▸ **WHAT THIS TASK INVOLVES**
Copy out in full every line below that contains the string "costume". Count a match only when the capitalization is the same.

** begin **

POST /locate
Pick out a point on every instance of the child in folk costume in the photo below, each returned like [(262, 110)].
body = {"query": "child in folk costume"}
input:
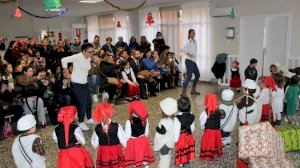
[(248, 109), (231, 113), (69, 138), (27, 148), (164, 136), (278, 98), (184, 127), (267, 85), (138, 152), (133, 89), (211, 142), (108, 137), (292, 100), (235, 82)]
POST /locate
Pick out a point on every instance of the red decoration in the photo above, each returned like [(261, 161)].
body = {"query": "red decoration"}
[(119, 24), (150, 19), (18, 13)]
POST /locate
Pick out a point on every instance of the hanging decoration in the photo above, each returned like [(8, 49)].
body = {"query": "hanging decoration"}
[(18, 14), (119, 24), (57, 14), (150, 20), (126, 9)]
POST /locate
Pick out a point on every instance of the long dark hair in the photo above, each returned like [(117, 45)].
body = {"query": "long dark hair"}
[(190, 31)]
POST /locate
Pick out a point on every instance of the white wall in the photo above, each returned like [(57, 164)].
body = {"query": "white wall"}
[(253, 7), (30, 26)]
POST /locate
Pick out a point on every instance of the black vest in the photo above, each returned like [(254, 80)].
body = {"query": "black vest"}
[(60, 133), (213, 122), (137, 128), (111, 137), (186, 120)]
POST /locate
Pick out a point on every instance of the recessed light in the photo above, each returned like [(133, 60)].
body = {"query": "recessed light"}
[(90, 1)]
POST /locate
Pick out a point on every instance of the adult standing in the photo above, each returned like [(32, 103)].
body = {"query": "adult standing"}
[(79, 83), (190, 49)]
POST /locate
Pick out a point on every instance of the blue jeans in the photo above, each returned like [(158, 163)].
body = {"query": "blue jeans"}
[(94, 81), (83, 98), (191, 68)]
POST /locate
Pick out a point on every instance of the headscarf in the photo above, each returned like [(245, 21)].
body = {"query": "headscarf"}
[(211, 102), (103, 110), (66, 115), (138, 108), (270, 83)]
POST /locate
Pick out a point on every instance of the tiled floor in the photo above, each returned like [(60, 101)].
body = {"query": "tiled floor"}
[(230, 153)]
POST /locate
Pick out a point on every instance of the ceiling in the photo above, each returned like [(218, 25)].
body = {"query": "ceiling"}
[(81, 9)]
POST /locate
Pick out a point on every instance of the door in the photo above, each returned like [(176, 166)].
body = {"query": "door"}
[(251, 42)]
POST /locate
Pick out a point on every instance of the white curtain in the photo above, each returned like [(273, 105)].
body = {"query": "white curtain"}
[(195, 15), (92, 27), (126, 28), (149, 30), (170, 27), (106, 28)]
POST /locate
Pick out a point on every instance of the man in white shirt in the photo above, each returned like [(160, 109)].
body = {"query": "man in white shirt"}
[(79, 85), (190, 49)]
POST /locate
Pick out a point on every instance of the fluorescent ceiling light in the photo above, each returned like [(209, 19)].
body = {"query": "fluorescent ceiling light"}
[(90, 1)]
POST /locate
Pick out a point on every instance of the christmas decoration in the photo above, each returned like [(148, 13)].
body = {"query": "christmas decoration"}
[(59, 13), (233, 14), (18, 13), (150, 19), (126, 9), (119, 24)]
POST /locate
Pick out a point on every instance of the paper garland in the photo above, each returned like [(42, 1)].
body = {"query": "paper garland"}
[(63, 11)]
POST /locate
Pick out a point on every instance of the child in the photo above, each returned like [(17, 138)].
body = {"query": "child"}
[(133, 89), (27, 148), (228, 123), (292, 100), (267, 85), (164, 136), (138, 152), (184, 127), (235, 82), (108, 137), (248, 109), (69, 138), (251, 72), (211, 142), (278, 98)]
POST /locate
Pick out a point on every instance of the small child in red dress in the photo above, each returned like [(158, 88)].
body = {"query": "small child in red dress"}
[(138, 152), (211, 142), (184, 127), (69, 138), (108, 137), (235, 82)]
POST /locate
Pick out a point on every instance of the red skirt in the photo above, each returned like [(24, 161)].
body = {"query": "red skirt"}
[(110, 157), (138, 151), (235, 82), (184, 149), (75, 157), (211, 145), (133, 91), (266, 114)]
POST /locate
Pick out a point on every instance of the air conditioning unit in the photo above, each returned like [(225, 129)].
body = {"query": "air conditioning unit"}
[(222, 12)]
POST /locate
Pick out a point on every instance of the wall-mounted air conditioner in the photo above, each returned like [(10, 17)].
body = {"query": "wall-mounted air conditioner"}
[(222, 12)]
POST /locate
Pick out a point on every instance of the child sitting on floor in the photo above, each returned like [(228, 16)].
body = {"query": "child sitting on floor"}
[(108, 137), (184, 127), (231, 113), (211, 142), (69, 138), (27, 148), (164, 136), (138, 152)]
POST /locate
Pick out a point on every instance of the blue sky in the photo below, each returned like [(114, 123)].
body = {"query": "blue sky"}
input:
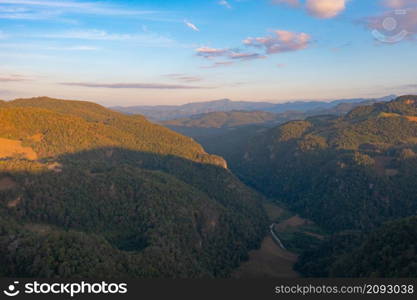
[(173, 52)]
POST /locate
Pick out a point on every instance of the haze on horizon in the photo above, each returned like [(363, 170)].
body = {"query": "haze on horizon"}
[(175, 52)]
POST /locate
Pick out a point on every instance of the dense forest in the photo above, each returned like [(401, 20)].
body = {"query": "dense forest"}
[(86, 191), (350, 174)]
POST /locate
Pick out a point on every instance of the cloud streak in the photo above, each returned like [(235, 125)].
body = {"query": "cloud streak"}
[(145, 39), (13, 78), (152, 86), (184, 77), (322, 9), (75, 6), (281, 41)]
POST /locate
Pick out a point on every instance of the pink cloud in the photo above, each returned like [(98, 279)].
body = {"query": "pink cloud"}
[(403, 25), (211, 53), (281, 41), (322, 9), (208, 52), (325, 9), (245, 56)]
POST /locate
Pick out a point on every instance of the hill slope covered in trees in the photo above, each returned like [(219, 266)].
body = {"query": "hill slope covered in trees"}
[(86, 191)]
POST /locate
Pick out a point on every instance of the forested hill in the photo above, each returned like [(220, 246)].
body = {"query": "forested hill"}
[(351, 175), (224, 119), (85, 125), (350, 172), (389, 251), (87, 191)]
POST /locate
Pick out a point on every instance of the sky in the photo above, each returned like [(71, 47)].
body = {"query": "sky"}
[(155, 52)]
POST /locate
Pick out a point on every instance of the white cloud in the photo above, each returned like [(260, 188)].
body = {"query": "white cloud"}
[(73, 48), (322, 9), (281, 41), (398, 4), (325, 9), (191, 25), (144, 39), (43, 9)]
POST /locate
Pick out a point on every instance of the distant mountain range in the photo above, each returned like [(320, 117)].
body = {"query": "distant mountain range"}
[(171, 112)]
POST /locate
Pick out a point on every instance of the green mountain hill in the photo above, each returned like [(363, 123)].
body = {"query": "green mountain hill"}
[(350, 172), (389, 251), (223, 119), (86, 191)]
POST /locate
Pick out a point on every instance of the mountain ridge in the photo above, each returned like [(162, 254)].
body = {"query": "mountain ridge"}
[(164, 113)]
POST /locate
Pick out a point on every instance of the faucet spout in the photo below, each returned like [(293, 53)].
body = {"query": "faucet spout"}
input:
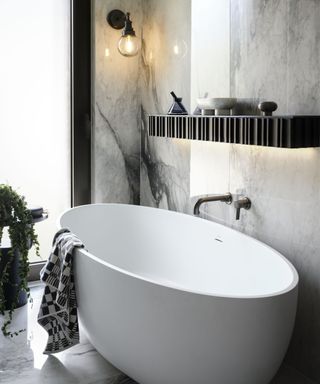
[(243, 202), (226, 197)]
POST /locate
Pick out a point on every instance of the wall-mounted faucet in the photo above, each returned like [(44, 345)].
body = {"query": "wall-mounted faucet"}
[(227, 198), (243, 202)]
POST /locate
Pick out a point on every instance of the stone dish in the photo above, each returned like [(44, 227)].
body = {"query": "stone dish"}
[(216, 105)]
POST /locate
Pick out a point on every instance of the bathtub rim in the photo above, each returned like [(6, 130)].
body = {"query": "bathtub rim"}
[(291, 287)]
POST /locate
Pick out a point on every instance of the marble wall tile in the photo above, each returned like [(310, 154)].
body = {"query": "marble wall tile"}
[(303, 57), (210, 45), (116, 151), (258, 50), (273, 54)]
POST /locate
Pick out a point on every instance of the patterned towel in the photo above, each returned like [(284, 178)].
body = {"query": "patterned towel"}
[(58, 310)]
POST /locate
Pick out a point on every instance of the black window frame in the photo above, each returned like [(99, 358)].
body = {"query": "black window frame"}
[(81, 109)]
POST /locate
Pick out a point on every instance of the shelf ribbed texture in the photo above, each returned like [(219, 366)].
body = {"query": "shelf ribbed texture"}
[(270, 131)]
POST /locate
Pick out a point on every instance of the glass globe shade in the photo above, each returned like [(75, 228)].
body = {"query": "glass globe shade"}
[(129, 45)]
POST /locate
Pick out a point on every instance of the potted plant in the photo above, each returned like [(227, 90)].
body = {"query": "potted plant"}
[(14, 264)]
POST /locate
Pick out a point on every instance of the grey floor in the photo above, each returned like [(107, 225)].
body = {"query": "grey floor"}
[(22, 360)]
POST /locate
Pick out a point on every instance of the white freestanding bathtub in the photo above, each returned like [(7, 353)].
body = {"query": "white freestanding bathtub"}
[(169, 298)]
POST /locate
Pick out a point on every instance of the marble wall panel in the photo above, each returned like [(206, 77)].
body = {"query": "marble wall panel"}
[(117, 100), (259, 50), (165, 163)]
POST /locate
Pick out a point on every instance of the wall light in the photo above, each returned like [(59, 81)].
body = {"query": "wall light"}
[(128, 44)]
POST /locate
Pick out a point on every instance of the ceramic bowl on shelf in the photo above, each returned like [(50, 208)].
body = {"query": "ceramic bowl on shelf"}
[(216, 105)]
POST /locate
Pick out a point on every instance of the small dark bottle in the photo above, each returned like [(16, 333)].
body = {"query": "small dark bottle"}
[(177, 107)]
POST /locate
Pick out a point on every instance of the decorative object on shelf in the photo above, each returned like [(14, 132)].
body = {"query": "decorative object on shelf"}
[(218, 106), (128, 44), (198, 110), (177, 107), (267, 107), (268, 131), (14, 264)]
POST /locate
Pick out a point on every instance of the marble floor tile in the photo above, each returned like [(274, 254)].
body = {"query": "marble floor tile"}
[(22, 360)]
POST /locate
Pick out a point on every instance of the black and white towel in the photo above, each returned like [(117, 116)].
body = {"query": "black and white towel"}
[(58, 310)]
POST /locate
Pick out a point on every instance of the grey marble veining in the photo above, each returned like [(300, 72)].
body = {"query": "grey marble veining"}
[(165, 165), (274, 54), (275, 49), (303, 56), (116, 152), (259, 50)]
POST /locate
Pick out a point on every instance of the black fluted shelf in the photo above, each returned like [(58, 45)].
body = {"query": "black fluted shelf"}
[(269, 131)]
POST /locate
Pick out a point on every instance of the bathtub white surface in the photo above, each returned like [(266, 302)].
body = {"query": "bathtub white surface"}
[(172, 299), (182, 251)]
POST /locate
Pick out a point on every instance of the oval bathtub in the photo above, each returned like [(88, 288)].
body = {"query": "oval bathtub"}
[(173, 299)]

** end **

▸ **TASK SOLUTION**
Pick out a point on every instance of the child in folk costume in the photo below, each returned like [(262, 110)].
body = {"query": "child in folk costume"}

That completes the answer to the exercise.